> Problem statement:
Report how many lines in the records below contain the string "side", with case taken into account. Reply with the number only.

> Stored records:

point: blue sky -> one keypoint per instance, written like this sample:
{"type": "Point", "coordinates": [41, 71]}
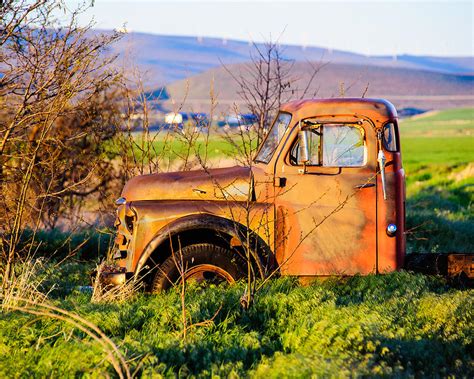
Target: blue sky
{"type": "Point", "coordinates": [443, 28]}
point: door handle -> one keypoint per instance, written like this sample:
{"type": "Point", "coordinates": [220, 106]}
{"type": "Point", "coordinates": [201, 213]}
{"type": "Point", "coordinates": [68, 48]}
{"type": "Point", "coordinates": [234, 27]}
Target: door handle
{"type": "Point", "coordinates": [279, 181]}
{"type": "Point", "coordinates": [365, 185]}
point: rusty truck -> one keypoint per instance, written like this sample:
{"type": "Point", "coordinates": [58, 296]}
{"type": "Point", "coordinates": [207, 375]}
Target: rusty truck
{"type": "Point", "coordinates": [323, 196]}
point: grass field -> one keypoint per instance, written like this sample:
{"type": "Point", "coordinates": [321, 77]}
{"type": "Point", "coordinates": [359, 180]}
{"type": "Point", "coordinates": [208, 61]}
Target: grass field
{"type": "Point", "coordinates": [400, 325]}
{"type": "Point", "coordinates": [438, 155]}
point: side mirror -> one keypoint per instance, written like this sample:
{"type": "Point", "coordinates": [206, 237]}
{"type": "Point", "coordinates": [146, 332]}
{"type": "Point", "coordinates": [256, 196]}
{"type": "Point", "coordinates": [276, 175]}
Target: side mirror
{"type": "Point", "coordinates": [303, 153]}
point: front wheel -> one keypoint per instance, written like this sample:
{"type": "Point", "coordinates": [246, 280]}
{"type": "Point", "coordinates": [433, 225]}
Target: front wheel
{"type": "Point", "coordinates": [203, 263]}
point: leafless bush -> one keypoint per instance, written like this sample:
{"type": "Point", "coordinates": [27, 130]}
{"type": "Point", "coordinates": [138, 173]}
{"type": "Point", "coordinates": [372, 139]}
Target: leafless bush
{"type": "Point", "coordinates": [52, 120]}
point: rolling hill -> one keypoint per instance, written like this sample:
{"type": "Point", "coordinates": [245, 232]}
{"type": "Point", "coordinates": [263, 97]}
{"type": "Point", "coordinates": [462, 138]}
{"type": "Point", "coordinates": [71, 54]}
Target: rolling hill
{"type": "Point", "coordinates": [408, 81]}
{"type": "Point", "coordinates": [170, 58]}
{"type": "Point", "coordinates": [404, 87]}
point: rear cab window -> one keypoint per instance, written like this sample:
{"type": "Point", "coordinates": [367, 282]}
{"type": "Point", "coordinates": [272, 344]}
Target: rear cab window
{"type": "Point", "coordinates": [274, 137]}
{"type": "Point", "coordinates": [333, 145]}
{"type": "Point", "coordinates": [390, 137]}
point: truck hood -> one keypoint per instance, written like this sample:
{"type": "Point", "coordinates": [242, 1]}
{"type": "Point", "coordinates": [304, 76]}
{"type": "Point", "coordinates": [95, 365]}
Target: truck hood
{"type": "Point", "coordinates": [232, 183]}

* * *

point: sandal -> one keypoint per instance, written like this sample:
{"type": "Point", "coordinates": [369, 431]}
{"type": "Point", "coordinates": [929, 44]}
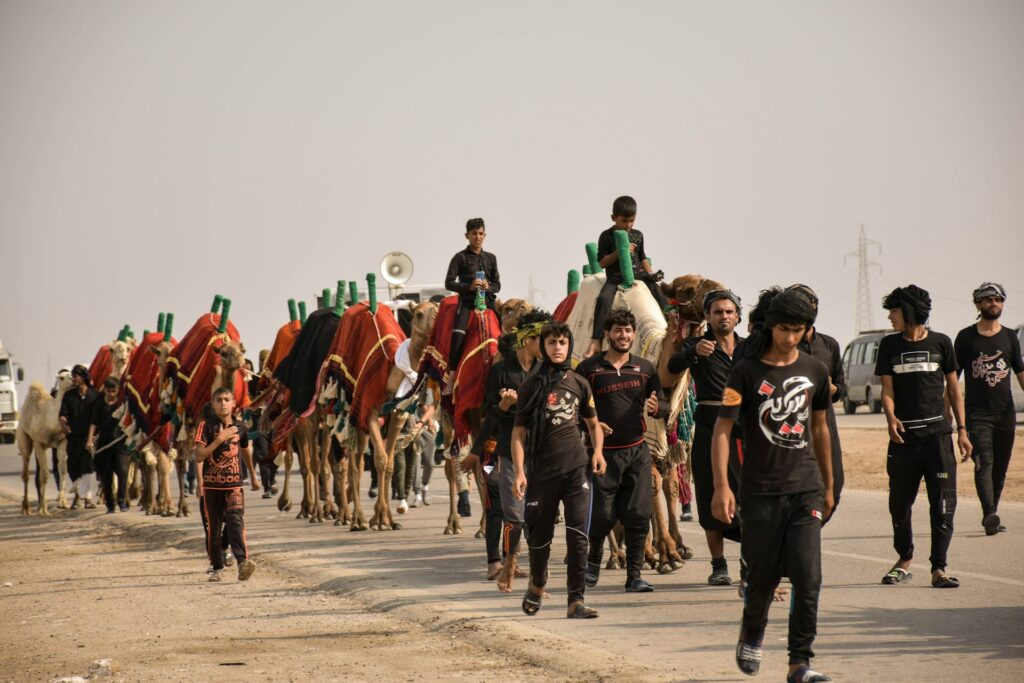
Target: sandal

> Expected answer:
2